Article ▸
──────────────────────────────
Vertical schools are a recent phenomenon in Australian state education. In the 1990s, state governments sold off dozens of underutilized schools, including inner- urban schools, which were often repurposed or rebuilt into apartment developments. Ironically, in the last decade, increases in inner-urban residential populations have led to the need for centrally located schools. Peter Goss from the Grattan Institute wrote that Australia can anticipate an increase of around 650,000 students in the decade to 2026.1 This number would require the construction of seven new twenty-five-student classrooms every day for ten years. High land prices and a scarcity of suitable sites make vertical schools an economic alternative to our longstanding cultural preference for low-rise schools.
A vertical school is designed to accommodate the full range of teaching, administration and recreational activities within one or two buildings, often with outdoor spaces constructed on upper levels. New vertical schools, ranging in height from four to seventeen storeys, are now starting to be commissioned across all Australian mainland states.
Vertical schools have a long history in Europe, Asia and America. The only Australian precedent is St Andrew’s Cathedral School in Sydney, a 1976 eight-storey brutalist design by Noel Bell and Herbert F. Hely in which students occupy the upper three levels and roof. I am writing this article from Sweden, where I pass nineteenth-century four- and five-storey schools every day. Historian Catherine Burke led a 2010 report2 on examples of multistorey primary schools in the UK, including an 1870s five-storey Manchester school and a seven-storey Hackney school from 1898. Burke’s research addressed the question of whether the choice of single or multistorey primary schools affected the quality or delivery of education. The report’s findings are relevant to the Australian context and have helped inform this article.
──────────────────────────────
Material ▸
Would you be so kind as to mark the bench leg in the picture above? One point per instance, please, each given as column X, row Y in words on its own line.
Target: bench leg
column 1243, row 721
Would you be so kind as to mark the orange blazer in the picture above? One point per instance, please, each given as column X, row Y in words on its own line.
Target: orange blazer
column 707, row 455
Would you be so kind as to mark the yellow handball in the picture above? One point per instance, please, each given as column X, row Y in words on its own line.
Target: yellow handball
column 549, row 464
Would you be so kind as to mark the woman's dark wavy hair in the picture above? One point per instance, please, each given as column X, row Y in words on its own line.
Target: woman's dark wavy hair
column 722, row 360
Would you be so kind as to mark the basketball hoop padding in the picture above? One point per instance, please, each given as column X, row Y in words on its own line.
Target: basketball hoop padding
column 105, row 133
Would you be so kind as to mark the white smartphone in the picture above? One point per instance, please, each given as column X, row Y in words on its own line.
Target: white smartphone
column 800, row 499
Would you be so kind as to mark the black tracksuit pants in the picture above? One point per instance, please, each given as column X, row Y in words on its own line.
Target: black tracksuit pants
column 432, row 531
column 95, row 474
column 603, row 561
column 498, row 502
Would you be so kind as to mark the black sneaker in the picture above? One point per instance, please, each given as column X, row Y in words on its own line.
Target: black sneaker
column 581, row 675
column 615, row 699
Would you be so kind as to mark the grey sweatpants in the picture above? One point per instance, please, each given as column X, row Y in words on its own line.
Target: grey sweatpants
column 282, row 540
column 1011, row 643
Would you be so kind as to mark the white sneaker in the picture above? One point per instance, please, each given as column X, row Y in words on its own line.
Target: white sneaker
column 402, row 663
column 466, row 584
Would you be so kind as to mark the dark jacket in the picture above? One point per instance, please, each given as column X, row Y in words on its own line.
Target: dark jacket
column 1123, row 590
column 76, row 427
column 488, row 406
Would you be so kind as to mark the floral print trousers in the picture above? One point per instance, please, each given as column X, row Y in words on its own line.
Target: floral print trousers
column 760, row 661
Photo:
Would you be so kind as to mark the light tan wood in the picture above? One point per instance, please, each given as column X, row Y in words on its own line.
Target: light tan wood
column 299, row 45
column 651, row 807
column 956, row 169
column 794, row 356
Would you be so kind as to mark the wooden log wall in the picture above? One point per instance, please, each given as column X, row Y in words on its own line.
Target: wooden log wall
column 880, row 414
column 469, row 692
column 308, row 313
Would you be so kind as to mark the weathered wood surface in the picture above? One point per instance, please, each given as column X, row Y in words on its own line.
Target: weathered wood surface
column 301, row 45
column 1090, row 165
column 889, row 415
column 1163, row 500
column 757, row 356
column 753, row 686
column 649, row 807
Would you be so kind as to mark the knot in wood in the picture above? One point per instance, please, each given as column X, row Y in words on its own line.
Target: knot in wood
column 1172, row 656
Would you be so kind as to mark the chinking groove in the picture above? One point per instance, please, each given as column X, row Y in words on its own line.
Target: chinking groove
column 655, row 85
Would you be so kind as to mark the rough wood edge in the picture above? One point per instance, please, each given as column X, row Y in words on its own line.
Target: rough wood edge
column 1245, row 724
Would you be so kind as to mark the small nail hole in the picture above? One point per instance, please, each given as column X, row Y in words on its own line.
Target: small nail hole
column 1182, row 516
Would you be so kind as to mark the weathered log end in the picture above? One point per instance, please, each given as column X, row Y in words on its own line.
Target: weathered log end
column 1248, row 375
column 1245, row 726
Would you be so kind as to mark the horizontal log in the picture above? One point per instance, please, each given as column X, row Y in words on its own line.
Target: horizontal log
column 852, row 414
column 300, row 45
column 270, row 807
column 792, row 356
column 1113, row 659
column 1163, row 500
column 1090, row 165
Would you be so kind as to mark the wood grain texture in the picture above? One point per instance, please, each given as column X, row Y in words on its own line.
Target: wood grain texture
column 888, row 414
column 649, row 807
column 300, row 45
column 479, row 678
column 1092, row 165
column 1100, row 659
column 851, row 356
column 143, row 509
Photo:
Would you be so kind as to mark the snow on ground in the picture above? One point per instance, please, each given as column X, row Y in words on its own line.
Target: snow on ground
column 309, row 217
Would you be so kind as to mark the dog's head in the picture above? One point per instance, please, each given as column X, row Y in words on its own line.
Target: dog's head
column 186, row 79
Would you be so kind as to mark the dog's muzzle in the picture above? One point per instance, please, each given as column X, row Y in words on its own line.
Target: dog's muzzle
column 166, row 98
──────────────────────────────
Task brief ▸
Reproduce the article on vertical schools in full, word for word.

Answer to this problem ▸
Vertical schools are a recent phenomenon in Australian state education. In the 1990s, state governments sold off dozens of underutilized schools, including inner- urban schools, which were often repurposed or rebuilt into apartment developments. Ironically, in the last decade, increases in inner-urban residential populations have led to the need for centrally located schools. Peter Goss from the Grattan Institute wrote that Australia can anticipate an increase of around 650,000 students in the decade to 2026.1 This number would require the construction of seven new twenty-five-student classrooms every day for ten years. High land prices and a scarcity of suitable sites make vertical schools an economic alternative to our longstanding cultural preference for low-rise schools.
A vertical school is designed to accommodate the full range of teaching, administration and recreational activities within one or two buildings, often with outdoor spaces constructed on upper levels. New vertical schools, ranging in height from four to seventeen storeys, are now starting to be commissioned across all Australian mainland states.
Vertical schools have a long history in Europe, Asia and America. The only Australian precedent is St Andrew’s Cathedral School in Sydney, a 1976 eight-storey brutalist design by Noel Bell and Herbert F. Hely in which students occupy the upper three levels and roof. I am writing this article from Sweden, where I pass nineteenth-century four- and five-storey schools every day. Historian Catherine Burke led a 2010 report2 on examples of multistorey primary schools in the UK, including an 1870s five-storey Manchester school and a seven-storey Hackney school from 1898. Burke’s research addressed the question of whether the choice of single or multistorey primary schools affected the quality or delivery of education. The report’s findings are relevant to the Australian context and have helped inform this article.